EXCERPTED TEXT
++++++
2015-04-28 Thread Lisi Reisz
On Tuesday 28 April 2015 09:48:43 Nicolas George wrote:
> Le nonidi 9 floréal, an CCXXIII, Lisi Reisz a écrit :
> > You ask if it is stable enough for a personal computer.  How long is a
> > piece of string?  I personally would let it settle a bit before going
> > over to Stretch.  Others have testing in their sources lists and went
> > straight over to Stretch last Sunday.
>
> I do not think that "let it settle" makes a lot of sense given the way the
> unstable-testing-stable transition works. If you want to use testing (or
> unstable), you need frequent upgrades, or you are in for a lot of pain when
> you do the upgrade.
>
> On Sunday, testing and stable were identical. Now that the release is done
> and the freeze period is over, new versions and new packages will start
> arriving. And because of the six-month-long freeze, developers are eager to
> push them, so the first few weeks will have big daily upgrades.
++++++
SUPPLIED MATERIAL
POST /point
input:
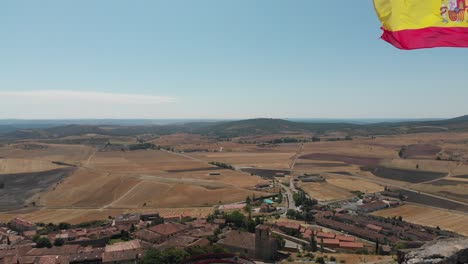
++++++
PARTS OF THE EXERCISE
(1) Summarize the mailing-list excerpt in two sentences.
(2) According to the mailing-list excerpt, how did testing and stable compare on Sunday?
(3) Using the mailing-list excerpt, explain why the first few weeks are expected to bring big daily upgrades.

EXERCISE RESPONSES
(1) Lisi Reisz would let things settle a bit before going over to Stretch, while noting that others with testing in their sources lists switched straight over to Stretch last Sunday. Nicolas George replies that waiting makes little sense because testing or unstable needs frequent upgrades, and predicts big daily upgrades in the first few weeks now that the release is done and the freeze period is over.

(2) They were identical.

(3) The release is done and the freeze period is over, so new versions and new packages will start arriving. After the six-month-long freeze, developers are eager to push them.